Extract –
+ + + + +
Community-building is our strongest defense

Strengthening our connections to each other is how we protect our community from harm.

A person in a white t-shirt sits in the sun. The image centers on their black hat, which reads LOVE YOUR NEIGHBOR in yellow letters.
Photo by Nina Strehl / Unsplash

“When will they come here?”
“How are we preparing?”
“Is it true they were on Pearl Street today?”

Many of us are feeling fear and anxiety right now, watching federal immigration raids and violence unfold across the country, and wondering when it will happen here.

I feel it, too.

I’m sad we’re here. I’m angry because none of this had to happen, and the people who could have changed our course didn’t. And I’m exhausted because other challenges don't pause while democratic norms are unravelling.

But I’ve found a ray of hope in the past couple of weeks in the way Minneapolis is responding to federal occupation. Neighbors are taking each other’s kids to school, bringing each other groceries when it isn’t safe to go out, and setting up trusted communication networks to share information quickly and check on each other.

Much of what we're seeing in Minneapolis isn't dramatic or organized around a single group or leader. It’s just ordinary people taking care of each other because they know they have to, even when it puts their own lives at risk.

Many in our community have been inspired, too, because over the past week, more and more people have been asking me the same questions:

“How can I help?”
“Who’s getting our neighborhoods ready?”
“How do we do what Minneapolis is doing?”

These are exactly the right questions to be asking, and their answers will make all of us safer for whatever lies ahead.

Minneapolis had a head start on neighborhood-level responses to ICE's unlawful actions. They have more unions and unionized workers, and the organizing networks that developed in response to Philando Castile’s and George Floyd’s murders.

We don’t have those networks to the same degree as in Minneapolis, but we know how to organize them here. We’ve done it after each tragedy: the 2013 floods, the COVID-19 pandemic, the Marshall Fires, the King Soopers shooting, the firebombing on Pearl Street. When something terrible happens, people in Boulder show up for each other. We open our homes, feed each other, watch each other’s kids, and make sure the people who are hurting aren’t left to figure it out alone.

The organizing we've done in response to past crises is exactly what we need to strengthen now, because community has always been and will always be the antidote to fascism. When we show up for each other, we hold on to our shared humanity even when everything around us is pushing in the opposite direction. The stronger our community connections, the less likely we are to turn against each other or leave each other behind. That makes all of us safer.

If you’re feeling sad, angry, and exhausted right now, know you’re not alone. Take a breath. Feel what you’re feeling. And then reach toward someone else.


What can I do?

If you’re looking for some tips on how to help strengthen your neighborhood's connections, here are a few places to get started:

We Keep Us Safe Colorado - learn how to organize proactively and effectively to protect your neighborhood from illegal ICE actions.

CORRN (Colorado Rapid Response Network) - report or verify a suspected ICE sighting, volunteer to document ICE actions across the state.

Colorado Immigrant Rights Coalition - find resources and training opportunities to support immigrants and refugees in Colorado.
+ + + + +
Data listing –
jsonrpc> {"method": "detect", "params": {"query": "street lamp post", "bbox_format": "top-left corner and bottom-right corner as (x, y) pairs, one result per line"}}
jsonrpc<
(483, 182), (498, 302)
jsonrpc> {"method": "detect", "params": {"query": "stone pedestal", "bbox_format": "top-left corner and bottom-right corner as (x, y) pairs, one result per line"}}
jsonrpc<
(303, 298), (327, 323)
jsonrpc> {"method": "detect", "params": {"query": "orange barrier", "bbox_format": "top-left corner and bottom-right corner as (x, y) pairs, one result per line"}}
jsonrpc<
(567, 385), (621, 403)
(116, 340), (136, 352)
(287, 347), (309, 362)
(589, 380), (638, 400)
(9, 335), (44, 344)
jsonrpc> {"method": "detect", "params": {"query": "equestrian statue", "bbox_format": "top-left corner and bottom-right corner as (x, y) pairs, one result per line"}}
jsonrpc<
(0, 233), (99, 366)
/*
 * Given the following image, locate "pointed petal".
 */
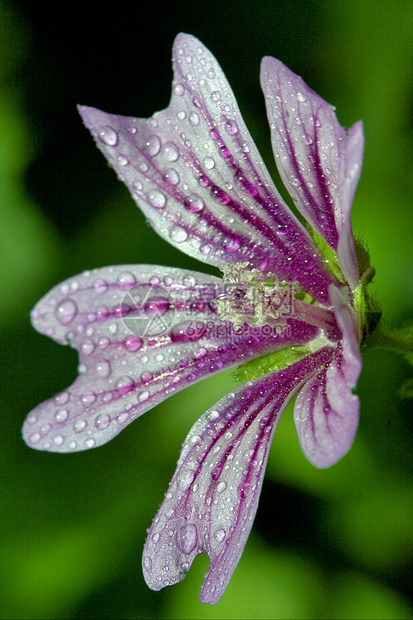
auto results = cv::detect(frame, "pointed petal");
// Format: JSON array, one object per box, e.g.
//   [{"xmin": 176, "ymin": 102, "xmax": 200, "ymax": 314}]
+ + + + +
What you have to do –
Answer these questions from the text on community-building:
1. Which city's response to federal occupation is described as a ray of hope?
2. What words are printed on the hat in the photo described near the top?
3. What does the abbreviation CORRN stand for?
The records have nothing to do with the text.

Solution for this task –
1. Minneapolis.
2. LOVE YOUR NEIGHBOR.
3. Colorado Rapid Response Network.